* _やること_
本文のうち「舞台メディア」で始まる段落を、主な内容を残して短く書き直してください。

情報を握りしめ、いまかいまかと待ち望む舞台は数知れず。
舞台メディア「エンタステージ」さんのコラムでも何作が紹介しましたが、もっともっと観に行きたいものがある……! コラムでは基本的に各ジャンル1作ずつを取り上げましたので(ストレートプレイ、ミュージカル、2.5次元、ダンス、小劇場、古典、その他)、そこに入れられなかった舞台をいくつか書き連ねたいと思います。これ書くの、観劇事前テンションが上がって好きなんですよね!

<目次>
エンタステージコラムで取り上げたジャンル別作品
▼気になる舞台企画10本

   * * *

▼エンタステージコラムで取り上げたジャンル別作品

まず、1月のおすすめ舞台を、各ジャンル1作品+αを紹介しました。

※公演開催順

■演劇■
『罪と罰』『スケリグ』『出口なし』『暗くなるまで待って』

* _データ抜粋_

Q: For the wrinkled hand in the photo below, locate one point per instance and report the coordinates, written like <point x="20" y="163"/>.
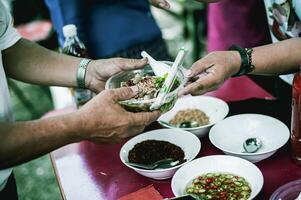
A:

* _記述解答_
舞台メディア「エンタステージ」のコラムでは、ストレートプレイ、ミュージカル、2.5次元、ダンス、小劇場、古典、その他の各ジャンルから基本的に1作ずつ紹介した。観に行きたい舞台はまだほかにもあるので、そこに入れられなかった作品をいくつか書き連ねる。観劇前の気分が高まるので、これを書くのが好きだ。